Short task A: In the drawer-modeling passage, what value is entered for Extrusion Height?
Short task B: List every keyboard key that the drawer-modeling passage tells the reader to press or hold.
Short task C: Write the next part of the drawer-modeling passage, continuing from its last sentence.

Selected passage:
⁂
To model the drawers, begin with these steps:
Create a small gap around the edge of the box. This gap will represent the space between the drawer and the main body of the dresser (Figure 4.61). Go to Polygon mode (press 4), and select the six polygons on the front of the box that represent the drawers. Remember to hold the Ctrl key while selecting the additional polygons; this will allow you to make multiple polygon selections, as shown.
Keep those newly inset polygons selected, and go back to the Edit Polygons rollout to select the Extrude Settings button. Change the Extrusion Height to −0.5, keep Extrusion Type set to Group, and press OK. The faces will now extrude inward a little bit, as shown here.
In the original reference picture (Figure 4.42), the top drawer of the dresser is split into two, so you need to slice that top-drawer polygon vertically to create two drawers. Make sure the selected polygons are displayed with the red outlines instead of the solid red color (you can toggle between these views with the F2 key). Switch your viewport to a front view.
⁂
Raw records:

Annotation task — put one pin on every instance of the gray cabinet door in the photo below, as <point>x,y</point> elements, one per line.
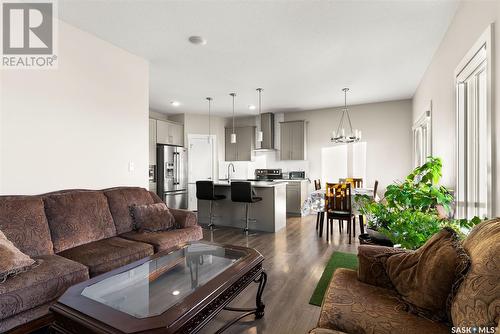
<point>242,150</point>
<point>152,142</point>
<point>285,144</point>
<point>230,148</point>
<point>293,204</point>
<point>297,139</point>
⁂
Result A: −0.5

Result B: 4, Ctrl, F2

Result C:
Select the polygon that represents the top drawer, as shown in Figure 4.63. Select Slice Plane in the Edit Geometry rollout. Rotate and move the Slice Plane gizmo so that it is vertical and centered on the polygon as shown here, and click Slice. Click the Slice Plane button to release the tool.
This setting insets each polygon individually, instead of performing this operation on multiple, contiguous polygons (which is what the Group option does). Click OK to run the Inset operation. Your polygons should resemble the ones in Figure 4.64.
Perform the same inset operation on the remaining drawer polygons on the front of the box (as shown): Set the Inset Amount to .25, and set the Inset Type to By Polygon. This will inset the five lower, wide drawers.
Select all of the "drawer" polygons. Go to the Edit Polygons rollout and click Extrude Settings. Set the Extrude Amount to 0.7 as shown here. You don't need it to extrude very much; you just want the drawers to extrude a bit more than the body of the dresser.
Go grab yourself a frosty beverage! The dresser is finished. Go ahead and name the dresser. You can even change the color of the dresser if you'd like. Go to the Name and Color type-in box (shown in Figure 4.65), change the name of the object to Dresser, and pick a nice light color.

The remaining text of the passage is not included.